### [Records for processing]

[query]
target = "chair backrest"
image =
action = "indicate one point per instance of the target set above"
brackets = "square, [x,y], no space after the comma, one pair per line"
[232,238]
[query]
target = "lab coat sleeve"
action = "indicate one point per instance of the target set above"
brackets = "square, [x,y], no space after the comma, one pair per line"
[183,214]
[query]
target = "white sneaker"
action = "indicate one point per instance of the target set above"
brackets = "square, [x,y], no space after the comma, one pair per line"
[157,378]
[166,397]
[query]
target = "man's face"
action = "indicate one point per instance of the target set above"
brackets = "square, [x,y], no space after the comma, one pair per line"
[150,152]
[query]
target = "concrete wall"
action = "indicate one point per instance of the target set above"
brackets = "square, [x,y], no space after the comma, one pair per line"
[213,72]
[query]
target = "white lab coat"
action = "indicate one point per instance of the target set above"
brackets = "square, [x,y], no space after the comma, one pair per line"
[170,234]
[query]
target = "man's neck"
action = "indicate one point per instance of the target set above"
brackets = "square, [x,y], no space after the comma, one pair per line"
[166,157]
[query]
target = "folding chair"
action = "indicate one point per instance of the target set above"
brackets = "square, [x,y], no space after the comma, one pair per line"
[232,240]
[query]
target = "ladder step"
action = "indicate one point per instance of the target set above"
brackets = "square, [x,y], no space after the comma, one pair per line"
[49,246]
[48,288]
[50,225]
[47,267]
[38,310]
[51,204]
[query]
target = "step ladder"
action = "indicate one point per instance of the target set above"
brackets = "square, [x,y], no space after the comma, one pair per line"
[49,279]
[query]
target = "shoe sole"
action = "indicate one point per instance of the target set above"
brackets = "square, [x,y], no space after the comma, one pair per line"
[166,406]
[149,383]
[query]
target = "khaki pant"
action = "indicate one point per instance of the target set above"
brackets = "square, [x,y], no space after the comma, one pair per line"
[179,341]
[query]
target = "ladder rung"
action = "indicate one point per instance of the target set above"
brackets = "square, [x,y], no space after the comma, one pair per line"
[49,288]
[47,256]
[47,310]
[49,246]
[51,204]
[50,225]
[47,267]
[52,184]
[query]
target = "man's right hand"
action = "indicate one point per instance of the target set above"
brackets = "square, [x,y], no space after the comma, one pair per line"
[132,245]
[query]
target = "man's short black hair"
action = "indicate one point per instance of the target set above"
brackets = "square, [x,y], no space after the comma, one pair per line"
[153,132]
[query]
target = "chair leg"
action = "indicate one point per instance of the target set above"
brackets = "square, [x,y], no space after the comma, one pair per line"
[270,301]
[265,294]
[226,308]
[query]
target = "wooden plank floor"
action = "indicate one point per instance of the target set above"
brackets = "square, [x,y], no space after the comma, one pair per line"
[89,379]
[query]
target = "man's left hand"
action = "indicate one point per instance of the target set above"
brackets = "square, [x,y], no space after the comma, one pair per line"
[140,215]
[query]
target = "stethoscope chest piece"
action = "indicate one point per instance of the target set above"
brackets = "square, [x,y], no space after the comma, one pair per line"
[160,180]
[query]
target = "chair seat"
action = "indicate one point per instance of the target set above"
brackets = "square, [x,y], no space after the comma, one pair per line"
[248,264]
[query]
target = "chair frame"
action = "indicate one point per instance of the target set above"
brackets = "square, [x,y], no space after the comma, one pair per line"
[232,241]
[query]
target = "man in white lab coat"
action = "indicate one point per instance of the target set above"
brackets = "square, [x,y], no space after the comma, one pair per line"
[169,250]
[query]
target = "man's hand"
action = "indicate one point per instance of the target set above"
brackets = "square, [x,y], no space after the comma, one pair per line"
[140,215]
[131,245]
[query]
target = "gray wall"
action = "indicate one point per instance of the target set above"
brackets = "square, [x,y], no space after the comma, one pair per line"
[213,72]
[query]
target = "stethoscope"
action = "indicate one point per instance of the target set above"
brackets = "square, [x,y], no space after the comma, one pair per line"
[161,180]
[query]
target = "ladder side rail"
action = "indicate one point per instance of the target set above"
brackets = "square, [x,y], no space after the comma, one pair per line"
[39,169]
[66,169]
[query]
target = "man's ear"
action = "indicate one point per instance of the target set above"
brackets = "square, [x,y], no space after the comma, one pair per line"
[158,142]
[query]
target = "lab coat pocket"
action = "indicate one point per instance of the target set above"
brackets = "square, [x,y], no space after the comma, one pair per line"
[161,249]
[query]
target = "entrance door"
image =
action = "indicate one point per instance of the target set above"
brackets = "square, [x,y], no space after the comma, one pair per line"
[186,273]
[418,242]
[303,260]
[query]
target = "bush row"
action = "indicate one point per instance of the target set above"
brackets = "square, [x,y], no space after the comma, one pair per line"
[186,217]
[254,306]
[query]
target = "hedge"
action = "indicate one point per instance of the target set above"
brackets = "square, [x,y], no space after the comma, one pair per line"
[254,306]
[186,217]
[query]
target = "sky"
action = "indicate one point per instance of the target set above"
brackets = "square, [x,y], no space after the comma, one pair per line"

### [Task goal]
Give back the data above exactly as it appears.

### [Answer for the task]
[query]
target = "chair backrest"
image =
action = "indicate one point per instance of the target set above"
brackets = "square, [x,y], no space after the comma, one pair per line"
[232,238]
[query]
target = "lab coat sleeve"
action = "indicate one point per instance of the target set above"
brackets = "square, [x,y], no space after the comma, one pair per line"
[183,214]
[query]
target = "white sneaker"
action = "indicate one point per instance of the target set above"
brackets = "square, [x,y], no space after the comma, one pair per line"
[157,378]
[166,397]
[query]
target = "man's face"
action = "indicate one point per instance of the target set above"
brackets = "square, [x,y], no space after the comma, one pair per line"
[150,152]
[query]
target = "concrete wall"
action = "indicate one point per instance of the target set above"
brackets = "square, [x,y], no space after the comma, one pair per line"
[213,72]
[query]
target = "white lab coat"
action = "indicate one point per instance of the target set above"
brackets = "square, [x,y], no space after the comma, one pair per line"
[170,234]
[query]
target = "man's neck"
action = "indicate one point per instance of the target set above"
brackets = "square, [x,y], no space after the comma, one pair per line"
[166,157]
[query]
target = "folding chair"
action = "indicate one point per instance of the target set above"
brackets = "square, [x,y], no space after the comma, one pair per line"
[232,240]
[query]
target = "ladder step"
action = "indicate one point per instance of the target set above"
brackets = "square, [x,y], no space after the comma, one pair per line"
[49,246]
[48,288]
[50,225]
[47,267]
[38,310]
[51,204]
[query]
target = "step ladder"
action = "indicate one point per instance of the target set above"
brackets = "square, [x,y], no space after the comma, one pair per line"
[49,279]
[query]
target = "shoe sole"
action = "indicate one point per instance of the target set above"
brackets = "square, [x,y], no space after the comma, one pair per line"
[166,406]
[149,383]
[query]
target = "khaki pant"
action = "indicate one point per instance of the target set above"
brackets = "square, [x,y], no space after the comma, one pair per line"
[179,341]
[query]
target = "ladder rung"
action = "indicate one point per instance of the target set above"
brackets = "square, [x,y], no space after the comma, one pair per line"
[49,288]
[47,256]
[47,310]
[49,246]
[51,204]
[50,225]
[47,267]
[52,184]
[query]
target = "man's right hand"
action = "indicate one point per instance of the target set above"
brackets = "square, [x,y], no space after the comma, one pair per line"
[132,245]
[query]
target = "man's short black hair"
action = "indicate one point per instance of the target set above"
brackets = "square, [x,y], no space after the comma, one pair per line"
[153,132]
[query]
target = "chair leg"
action = "indicate one point per instance of the target set above"
brackets = "square, [x,y], no space after the comma, one pair per line"
[270,301]
[265,294]
[226,308]
[query]
target = "wooden plank floor"
action = "indicate one point per instance of the target set above"
brackets = "square, [x,y], no space after the comma, one pair per line"
[89,379]
[query]
target = "man's left hand"
action = "indicate one point per instance of the target set above"
brackets = "square, [x,y], no space after the comma, one pair per line"
[140,215]
[query]
target = "stethoscope chest piece"
action = "indicate one point per instance of the target set above"
brackets = "square, [x,y], no space after the comma, one pair per line"
[160,180]
[query]
target = "chair seat"
action = "indicate one point per instance of the target set above"
brackets = "square, [x,y], no space after the comma, one pair per line"
[248,264]
[query]
target = "chair frame"
action = "indicate one point per instance of the target set above"
brackets = "square, [x,y], no space after the comma, one pair per line"
[232,241]
[query]
target = "man in white lab coat"
action = "indicate one point per instance of the target set above"
brackets = "square, [x,y], no space after the comma, one pair per line"
[169,250]
[query]
target = "man's hand"
action = "indicate one point per instance of the target set above"
brackets = "square, [x,y], no space after the comma, one pair per line"
[140,215]
[131,245]
[query]
target = "gray wall"
action = "indicate one point per instance of the target set above"
brackets = "square, [x,y], no space after the comma, one pair per line"
[213,72]
[query]
target = "stethoscope"
action = "indicate one point per instance of the target set above"
brackets = "square, [x,y], no space after the comma, one pair per line"
[161,180]
[query]
target = "ladder side rail"
action = "indicate one point per instance of the target set above"
brackets = "square, [x,y], no space after the comma, one pair per line"
[39,169]
[66,169]
[query]
target = "man's ear"
action = "indicate one point per instance of the target set above"
brackets = "square, [x,y], no space after the comma, one pair per line"
[158,142]
[query]
target = "lab coat pocket"
action = "indicate one point per instance of the target set above"
brackets = "square, [x,y], no space after the comma, one pair per line"
[161,249]
[query]
target = "entrance door"
image =
action = "indicate one point per instance of the target set above"
brackets = "square, [x,y], no space after the comma, one pair per line"
[186,273]
[418,242]
[303,260]
[query]
target = "bush row"
action = "indicate one point per instance of the target set above"
brackets = "square, [x,y], no space after the comma, one pair per line"
[186,217]
[254,306]
[query]
target = "hedge"
action = "indicate one point per instance of the target set above"
brackets = "square, [x,y], no space after the comma, one pair per line"
[254,306]
[186,217]
[query]
target = "sky"
action = "indicate one point per instance of the target set above"
brackets = "square, [x,y], no space after the comma, one pair per line"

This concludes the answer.